» **Source text**:
▼

About 100 yards behind the house, Dostie readied his trained dog, Buster, for the search.
"Go find Fred!" Dostie said, releasing the dog on the command that sends him searching for human remains.
The dog bounded away, zigzagging over the terrain. Then he lay down in a depression in the ground, quivering, ears upright. Buster looked at his trainer and emitted a high-pitched whine.
"He's alerting," Dostie said, throwing the dog his reward and planting a flag on the site.
Meanwhile, Arpad Vass and Marc Wise, senior researchers from Tennessee's Oak Ridge National Laboratory, were readying the first of the instruments they'd brought, capable of chemically detecting evidence of decades-old human bodies. It was a hand-held device shaped like a gun.
"It's a crude sniffer," said Vass. "It gives us a quick indication of areas we want to come back to."
The machine detects fluorinated hydrocarbon compounds, one of the approximately 400 types of volatile organic compounds emitted by human bodies during decomposition. Focusing on these compounds is important because Vass believes they're formed as the fluoride added to urban drinking water is released after death.

▲

[Rows of box annotation data]
▼

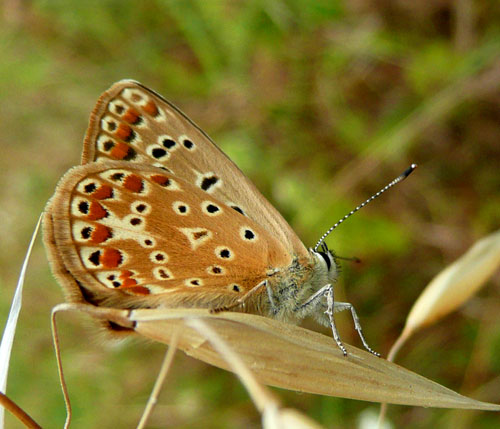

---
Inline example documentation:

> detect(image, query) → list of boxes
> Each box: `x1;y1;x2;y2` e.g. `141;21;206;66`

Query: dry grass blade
391;231;500;355
124;309;500;411
186;318;322;429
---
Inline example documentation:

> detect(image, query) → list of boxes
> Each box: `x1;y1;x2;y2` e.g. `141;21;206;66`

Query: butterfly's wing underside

▲

» **Stated problem**: In the search dog passage, what does Buster do after being released on the command "Go find Fred!"?

» **Solution below**: Buster bounds away, zigzagging over the terrain, then lies down in a depression in the ground, quivering with ears upright, and looks at his trainer while emitting a high-pitched whine.